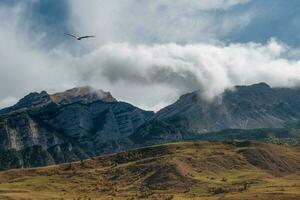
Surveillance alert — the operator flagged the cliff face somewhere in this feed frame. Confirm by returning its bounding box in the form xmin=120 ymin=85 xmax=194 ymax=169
xmin=0 ymin=87 xmax=153 ymax=168
xmin=132 ymin=83 xmax=300 ymax=142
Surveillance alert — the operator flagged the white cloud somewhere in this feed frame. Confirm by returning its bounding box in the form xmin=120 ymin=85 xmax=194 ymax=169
xmin=69 ymin=39 xmax=300 ymax=108
xmin=0 ymin=0 xmax=300 ymax=110
xmin=69 ymin=0 xmax=253 ymax=46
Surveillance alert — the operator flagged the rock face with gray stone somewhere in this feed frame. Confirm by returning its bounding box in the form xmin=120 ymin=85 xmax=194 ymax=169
xmin=0 ymin=87 xmax=153 ymax=168
xmin=0 ymin=83 xmax=300 ymax=170
xmin=131 ymin=83 xmax=300 ymax=142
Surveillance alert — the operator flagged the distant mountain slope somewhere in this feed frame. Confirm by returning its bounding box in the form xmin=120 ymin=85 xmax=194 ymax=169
xmin=0 ymin=142 xmax=300 ymax=200
xmin=0 ymin=83 xmax=300 ymax=170
xmin=0 ymin=87 xmax=153 ymax=169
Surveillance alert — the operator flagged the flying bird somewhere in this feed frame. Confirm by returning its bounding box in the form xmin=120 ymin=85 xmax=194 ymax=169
xmin=65 ymin=33 xmax=95 ymax=40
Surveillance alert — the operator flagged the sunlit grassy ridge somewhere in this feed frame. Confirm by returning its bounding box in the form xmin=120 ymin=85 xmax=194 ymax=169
xmin=0 ymin=142 xmax=300 ymax=200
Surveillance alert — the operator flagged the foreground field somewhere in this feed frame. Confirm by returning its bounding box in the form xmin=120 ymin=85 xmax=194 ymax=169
xmin=0 ymin=142 xmax=300 ymax=200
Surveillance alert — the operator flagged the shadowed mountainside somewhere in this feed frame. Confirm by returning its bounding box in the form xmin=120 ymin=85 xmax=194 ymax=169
xmin=0 ymin=83 xmax=300 ymax=170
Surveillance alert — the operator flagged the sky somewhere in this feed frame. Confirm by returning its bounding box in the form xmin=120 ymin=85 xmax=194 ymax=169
xmin=0 ymin=0 xmax=300 ymax=111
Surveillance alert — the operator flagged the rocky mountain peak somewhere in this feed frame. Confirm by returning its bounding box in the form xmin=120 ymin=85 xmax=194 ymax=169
xmin=50 ymin=86 xmax=117 ymax=104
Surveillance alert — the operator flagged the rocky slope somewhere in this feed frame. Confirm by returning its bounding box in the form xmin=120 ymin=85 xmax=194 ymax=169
xmin=0 ymin=142 xmax=300 ymax=200
xmin=0 ymin=83 xmax=300 ymax=170
xmin=132 ymin=83 xmax=300 ymax=141
xmin=0 ymin=87 xmax=153 ymax=169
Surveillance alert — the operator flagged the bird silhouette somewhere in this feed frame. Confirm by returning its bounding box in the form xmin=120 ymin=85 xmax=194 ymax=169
xmin=65 ymin=33 xmax=95 ymax=40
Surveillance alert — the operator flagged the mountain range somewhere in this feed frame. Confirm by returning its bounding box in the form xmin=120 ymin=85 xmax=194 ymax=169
xmin=0 ymin=83 xmax=300 ymax=170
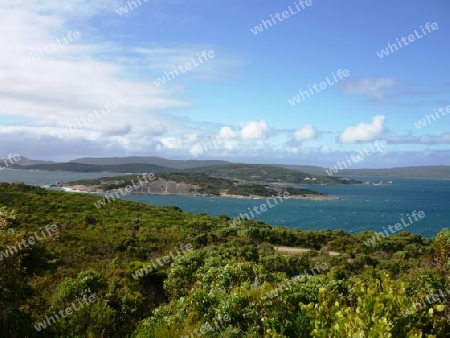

WORK TO COMPLETE >> Render every line of the material above as a JSON list of strings, one string per line, omitting blank lines and leaving out the pictures.

RESPONSE TO THE EXERCISE >>
[
  "Surveillance alert — the operator flagged the cliff face somewhere in this feed frame. Confirm by returning its bounding box in the form xmin=120 ymin=85 xmax=194 ymax=169",
  "xmin=0 ymin=87 xmax=153 ymax=168",
  "xmin=132 ymin=83 xmax=300 ymax=142",
  "Surveillance alert — the operator flagged the white cloud somewhere in this feed frame. Confirm by returning its bounding box in the form xmin=120 ymin=85 xmax=194 ymax=169",
  "xmin=69 ymin=39 xmax=300 ymax=108",
  "xmin=0 ymin=0 xmax=300 ymax=110",
  "xmin=69 ymin=0 xmax=253 ymax=46",
  "Surveillance alert — the operator flagged the rock face with gray stone somewhere in this feed frame. Confirm by returning its bounding box in the form xmin=120 ymin=85 xmax=194 ymax=169",
  "xmin=0 ymin=87 xmax=153 ymax=168",
  "xmin=0 ymin=83 xmax=300 ymax=170",
  "xmin=131 ymin=83 xmax=300 ymax=142",
  "Surveillance alert — the operator flagged the distant mountain slope somewhere in this feed frame. Confirm by returning its bounding box in the form xmin=120 ymin=85 xmax=194 ymax=169",
  "xmin=0 ymin=142 xmax=300 ymax=200",
  "xmin=0 ymin=83 xmax=300 ymax=170",
  "xmin=0 ymin=87 xmax=153 ymax=169",
  "Surveillance alert — the operator flagged the flying bird somewhere in this feed frame. Confirm by returning its bounding box in the form xmin=120 ymin=85 xmax=194 ymax=169",
  "xmin=65 ymin=33 xmax=95 ymax=40",
  "Surveillance alert — the operator flagged the sunlit grassy ridge somewhere in this feed frame. Confirm by returning its bounding box in the form xmin=120 ymin=85 xmax=194 ymax=169",
  "xmin=0 ymin=142 xmax=300 ymax=200",
  "Surveillance alert — the operator flagged the foreground field somewhere in this feed frame. Confirm by returning its bounding box in the form xmin=120 ymin=85 xmax=194 ymax=169",
  "xmin=0 ymin=142 xmax=300 ymax=200",
  "Surveillance alert — the operator flagged the shadowed mountainside somewhere in this feed frame. Confirm by returning its bounding box in the form xmin=120 ymin=85 xmax=194 ymax=169",
  "xmin=0 ymin=83 xmax=300 ymax=170",
  "Surveillance alert — the operator flagged the sky somewhere in this feed frame. Confirm by returning its bounding box in the form xmin=120 ymin=85 xmax=194 ymax=169",
  "xmin=0 ymin=0 xmax=300 ymax=111",
  "Surveillance alert — the operator flagged the rocky mountain peak somewhere in this feed frame. Confirm by returning its bounding box in the form xmin=120 ymin=85 xmax=194 ymax=169",
  "xmin=50 ymin=86 xmax=117 ymax=104",
  "Surveillance alert — the operator flagged the rocky slope somewhere in this feed frame. Confirm by returning its bounding box in the form xmin=120 ymin=85 xmax=194 ymax=169",
  "xmin=0 ymin=142 xmax=300 ymax=200",
  "xmin=0 ymin=83 xmax=300 ymax=170",
  "xmin=132 ymin=83 xmax=300 ymax=141",
  "xmin=0 ymin=87 xmax=153 ymax=169",
  "Surveillance alert — the operator flagged the bird silhouette somewhere in this feed frame. Confirm by returning its bounding box in the form xmin=120 ymin=85 xmax=194 ymax=169",
  "xmin=65 ymin=33 xmax=95 ymax=40",
  "Surveillance alert — the operator flagged the mountain range somewhere in this feed frame. Confirm by returning its bounding box in the form xmin=120 ymin=85 xmax=194 ymax=169",
  "xmin=0 ymin=83 xmax=300 ymax=170"
]